#### Data listing
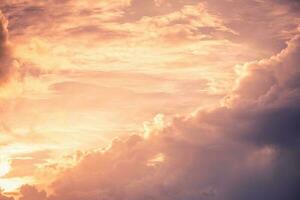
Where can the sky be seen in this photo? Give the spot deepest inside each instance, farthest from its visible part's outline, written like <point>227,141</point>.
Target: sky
<point>149,99</point>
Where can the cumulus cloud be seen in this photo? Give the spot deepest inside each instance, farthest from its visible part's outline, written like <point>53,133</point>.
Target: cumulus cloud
<point>247,149</point>
<point>6,61</point>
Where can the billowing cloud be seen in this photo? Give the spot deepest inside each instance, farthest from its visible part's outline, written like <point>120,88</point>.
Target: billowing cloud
<point>6,66</point>
<point>113,56</point>
<point>246,150</point>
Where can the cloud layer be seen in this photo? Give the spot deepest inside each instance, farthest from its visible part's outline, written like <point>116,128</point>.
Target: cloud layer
<point>246,150</point>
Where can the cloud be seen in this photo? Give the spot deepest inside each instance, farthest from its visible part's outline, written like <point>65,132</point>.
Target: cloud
<point>247,149</point>
<point>7,63</point>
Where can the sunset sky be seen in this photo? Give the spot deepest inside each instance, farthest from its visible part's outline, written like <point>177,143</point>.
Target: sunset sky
<point>149,99</point>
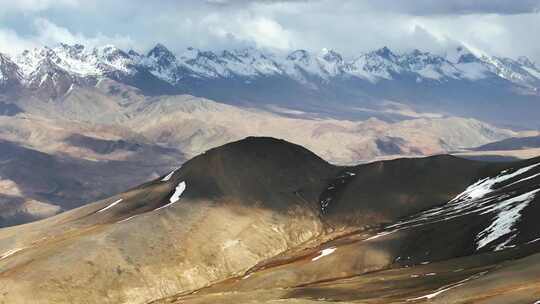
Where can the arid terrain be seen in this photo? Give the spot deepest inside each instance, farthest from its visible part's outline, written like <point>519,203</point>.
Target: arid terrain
<point>264,221</point>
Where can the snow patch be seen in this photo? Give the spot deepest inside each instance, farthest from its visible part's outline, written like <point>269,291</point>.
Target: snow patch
<point>176,195</point>
<point>168,176</point>
<point>505,220</point>
<point>324,253</point>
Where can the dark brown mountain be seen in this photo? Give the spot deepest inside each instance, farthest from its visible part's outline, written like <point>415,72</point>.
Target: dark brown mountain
<point>264,221</point>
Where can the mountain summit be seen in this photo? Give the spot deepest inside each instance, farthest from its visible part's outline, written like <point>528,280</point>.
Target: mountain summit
<point>265,219</point>
<point>459,83</point>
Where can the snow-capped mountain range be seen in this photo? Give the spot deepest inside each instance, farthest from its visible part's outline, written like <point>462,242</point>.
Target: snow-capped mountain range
<point>382,64</point>
<point>326,83</point>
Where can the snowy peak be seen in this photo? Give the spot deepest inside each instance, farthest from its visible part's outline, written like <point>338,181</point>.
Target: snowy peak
<point>9,71</point>
<point>301,66</point>
<point>162,55</point>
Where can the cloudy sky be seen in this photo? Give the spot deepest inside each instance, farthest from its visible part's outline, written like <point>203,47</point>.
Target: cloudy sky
<point>499,27</point>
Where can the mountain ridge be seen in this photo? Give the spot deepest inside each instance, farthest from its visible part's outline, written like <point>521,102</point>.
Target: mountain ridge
<point>218,227</point>
<point>458,83</point>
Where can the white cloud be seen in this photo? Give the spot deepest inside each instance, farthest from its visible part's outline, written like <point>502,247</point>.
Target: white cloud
<point>34,5</point>
<point>349,26</point>
<point>262,31</point>
<point>50,34</point>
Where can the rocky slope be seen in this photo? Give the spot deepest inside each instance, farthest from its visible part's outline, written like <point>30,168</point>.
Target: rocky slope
<point>262,220</point>
<point>106,130</point>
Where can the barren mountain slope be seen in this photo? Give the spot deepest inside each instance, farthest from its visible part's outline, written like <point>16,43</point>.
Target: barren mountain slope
<point>265,219</point>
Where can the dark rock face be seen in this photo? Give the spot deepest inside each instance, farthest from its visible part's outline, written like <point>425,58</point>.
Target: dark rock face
<point>265,219</point>
<point>9,109</point>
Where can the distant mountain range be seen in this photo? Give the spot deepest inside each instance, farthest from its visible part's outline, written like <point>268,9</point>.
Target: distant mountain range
<point>495,89</point>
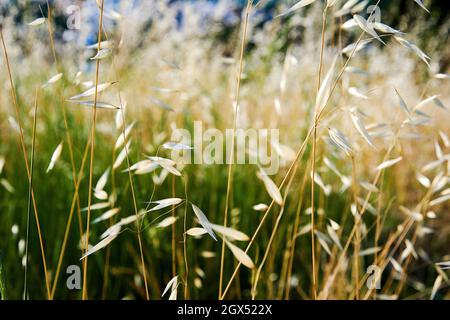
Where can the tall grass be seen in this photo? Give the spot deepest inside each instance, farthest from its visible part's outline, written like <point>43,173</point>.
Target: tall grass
<point>364,155</point>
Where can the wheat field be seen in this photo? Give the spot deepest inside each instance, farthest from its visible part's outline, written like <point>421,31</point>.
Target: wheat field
<point>94,204</point>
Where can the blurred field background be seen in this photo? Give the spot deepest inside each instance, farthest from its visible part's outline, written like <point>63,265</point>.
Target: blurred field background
<point>171,63</point>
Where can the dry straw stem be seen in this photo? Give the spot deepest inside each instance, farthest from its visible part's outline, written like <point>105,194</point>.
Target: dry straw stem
<point>33,144</point>
<point>66,126</point>
<point>91,165</point>
<point>25,156</point>
<point>298,156</point>
<point>235,115</point>
<point>123,137</point>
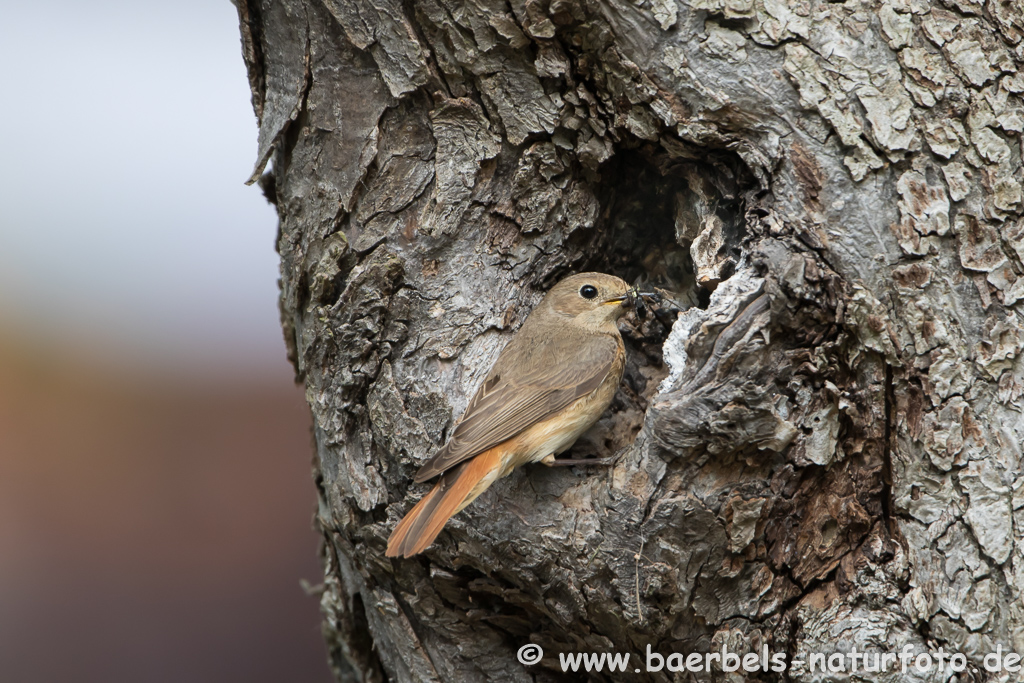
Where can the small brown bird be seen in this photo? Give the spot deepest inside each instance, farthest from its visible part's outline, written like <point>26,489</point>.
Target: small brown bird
<point>549,385</point>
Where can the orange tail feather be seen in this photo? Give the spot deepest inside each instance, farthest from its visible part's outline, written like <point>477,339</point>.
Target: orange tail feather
<point>454,491</point>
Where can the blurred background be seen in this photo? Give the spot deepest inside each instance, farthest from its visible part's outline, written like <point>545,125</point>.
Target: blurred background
<point>156,501</point>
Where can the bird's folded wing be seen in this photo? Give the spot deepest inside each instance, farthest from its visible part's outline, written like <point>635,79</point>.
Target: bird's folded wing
<point>512,399</point>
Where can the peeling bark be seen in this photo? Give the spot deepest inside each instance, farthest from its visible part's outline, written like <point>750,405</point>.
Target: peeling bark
<point>821,453</point>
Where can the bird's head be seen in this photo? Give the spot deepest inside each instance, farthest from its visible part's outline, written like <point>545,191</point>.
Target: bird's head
<point>592,300</point>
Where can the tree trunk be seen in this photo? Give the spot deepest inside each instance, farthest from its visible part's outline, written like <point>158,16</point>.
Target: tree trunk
<point>821,454</point>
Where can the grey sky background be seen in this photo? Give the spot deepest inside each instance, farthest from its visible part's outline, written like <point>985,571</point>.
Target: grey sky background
<point>125,226</point>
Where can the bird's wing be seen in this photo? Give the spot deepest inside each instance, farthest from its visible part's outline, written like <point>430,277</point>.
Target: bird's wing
<point>554,375</point>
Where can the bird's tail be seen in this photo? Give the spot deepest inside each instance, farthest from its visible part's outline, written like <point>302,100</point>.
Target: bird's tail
<point>454,491</point>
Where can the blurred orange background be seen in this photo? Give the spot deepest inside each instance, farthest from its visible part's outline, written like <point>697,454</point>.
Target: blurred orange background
<point>156,498</point>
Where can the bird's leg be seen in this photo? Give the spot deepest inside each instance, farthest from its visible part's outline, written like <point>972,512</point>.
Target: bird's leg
<point>551,461</point>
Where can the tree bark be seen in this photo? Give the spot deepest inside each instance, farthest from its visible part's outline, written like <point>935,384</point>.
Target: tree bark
<point>822,453</point>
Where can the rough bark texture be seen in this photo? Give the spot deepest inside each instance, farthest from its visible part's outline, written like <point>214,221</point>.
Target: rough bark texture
<point>821,453</point>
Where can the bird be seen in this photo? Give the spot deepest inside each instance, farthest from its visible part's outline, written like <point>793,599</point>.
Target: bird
<point>552,381</point>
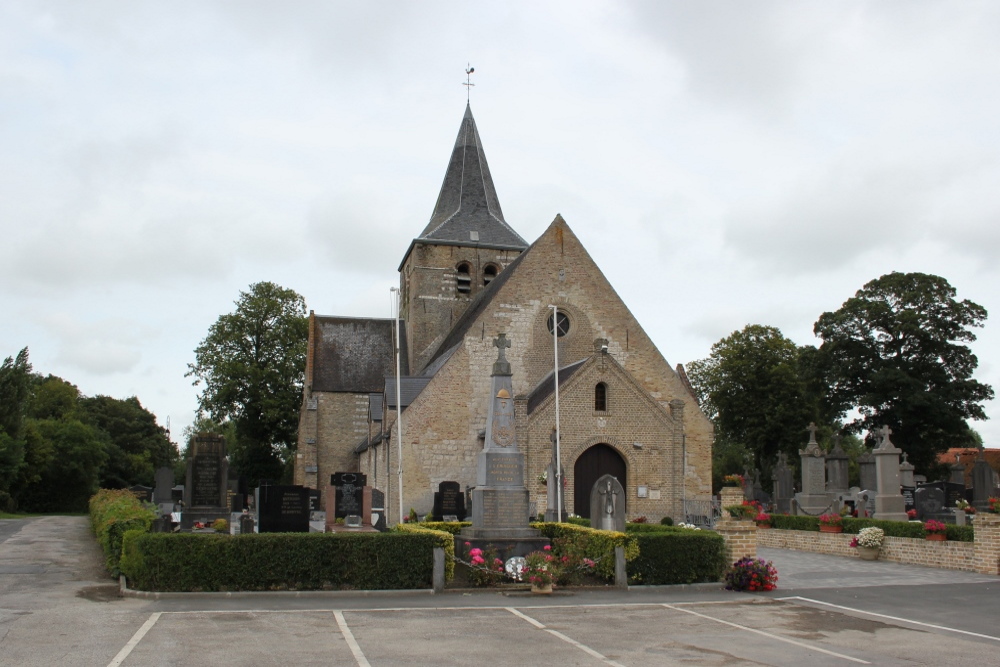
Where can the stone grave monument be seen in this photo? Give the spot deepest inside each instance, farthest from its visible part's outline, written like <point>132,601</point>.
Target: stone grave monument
<point>784,485</point>
<point>607,504</point>
<point>282,509</point>
<point>813,499</point>
<point>836,467</point>
<point>449,501</point>
<point>500,499</point>
<point>205,490</point>
<point>344,497</point>
<point>889,503</point>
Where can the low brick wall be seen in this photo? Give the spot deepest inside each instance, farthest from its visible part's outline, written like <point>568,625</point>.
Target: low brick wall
<point>945,555</point>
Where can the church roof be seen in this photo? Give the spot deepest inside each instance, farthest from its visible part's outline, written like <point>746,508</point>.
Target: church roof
<point>354,353</point>
<point>467,211</point>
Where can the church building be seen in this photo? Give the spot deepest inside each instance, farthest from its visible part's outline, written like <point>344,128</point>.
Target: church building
<point>467,278</point>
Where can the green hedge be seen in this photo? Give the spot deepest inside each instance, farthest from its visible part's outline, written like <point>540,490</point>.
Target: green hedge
<point>911,529</point>
<point>112,514</point>
<point>444,533</point>
<point>787,522</point>
<point>279,561</point>
<point>598,545</point>
<point>682,556</point>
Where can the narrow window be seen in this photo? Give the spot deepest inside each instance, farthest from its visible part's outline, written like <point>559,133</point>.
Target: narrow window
<point>489,273</point>
<point>601,397</point>
<point>463,281</point>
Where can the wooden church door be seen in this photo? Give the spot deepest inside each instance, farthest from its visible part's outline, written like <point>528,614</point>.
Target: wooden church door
<point>595,462</point>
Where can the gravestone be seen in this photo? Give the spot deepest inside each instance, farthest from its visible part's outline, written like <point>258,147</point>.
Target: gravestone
<point>347,494</point>
<point>836,467</point>
<point>889,504</point>
<point>206,493</point>
<point>929,501</point>
<point>866,470</point>
<point>449,500</point>
<point>163,485</point>
<point>784,485</point>
<point>813,499</point>
<point>607,504</point>
<point>500,500</point>
<point>282,509</point>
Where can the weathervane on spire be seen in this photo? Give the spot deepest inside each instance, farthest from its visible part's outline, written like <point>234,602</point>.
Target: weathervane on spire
<point>468,80</point>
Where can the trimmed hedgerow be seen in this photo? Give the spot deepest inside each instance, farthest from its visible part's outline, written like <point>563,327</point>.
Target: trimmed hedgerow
<point>788,522</point>
<point>279,561</point>
<point>442,532</point>
<point>598,545</point>
<point>680,556</point>
<point>113,512</point>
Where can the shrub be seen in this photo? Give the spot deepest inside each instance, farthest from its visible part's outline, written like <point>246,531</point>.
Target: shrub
<point>113,512</point>
<point>444,539</point>
<point>751,574</point>
<point>597,545</point>
<point>279,561</point>
<point>678,556</point>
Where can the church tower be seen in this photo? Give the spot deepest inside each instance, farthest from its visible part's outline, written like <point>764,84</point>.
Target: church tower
<point>466,245</point>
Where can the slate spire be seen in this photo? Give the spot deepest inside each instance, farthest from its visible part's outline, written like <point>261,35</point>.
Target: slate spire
########
### Objective
Print verbatim every line of the records between the line holding "Where can the tree trunk" and the line holding "<point>552,381</point>", inclusive.

### Exercise output
Where can the tree trunk be seen in this photo? Give the spot deepest inside each instance, farthest from its visible part's outline, written like <point>158,16</point>.
Target: tree trunk
<point>821,454</point>
Where can the grey sky background be seen in this photo? Give the spot deepest inside each instance, farthest from its visible part's outline, written like <point>985,571</point>.
Target: grey sky background
<point>125,226</point>
Where can the bird's wing be seen in this photo? Give the spot deepest inside each instance, farthest from its visible part's outline, written like <point>430,277</point>.
Target: bird's wing
<point>554,375</point>
Where can the bird's tail be seen in this photo? Give the spot deepest inside each instance, farthest from its visible part's outline, written like <point>302,100</point>.
Target: bird's tail
<point>454,491</point>
Where can the blurred orange background be seen in this photo? Give the spot deepest inside each instance, farthest from its visible part's outline, written like <point>697,454</point>.
Target: blurred orange background
<point>156,498</point>
Where can the bird's leg be seen in this photo? Give the spot deepest inside each instance, farthest from its visible part's outline, written like <point>972,512</point>.
Target: bird's leg
<point>551,461</point>
Where can the tree bark be seen in this photo? Give the spot deepest inside each instance, farthest from its visible part's outline, written like <point>935,384</point>.
Target: tree bark
<point>822,453</point>
Where can the rough bark texture be seen in this photo? Give the spot deepest inside each instance, farthest from its visible part's outline, written like <point>214,221</point>.
Target: rough bark texture
<point>821,453</point>
Where can the bird be seen in this photo? Give the spot deepest inside each instance, farthest from its visible part's outline, written like <point>793,599</point>.
Target: bird
<point>552,381</point>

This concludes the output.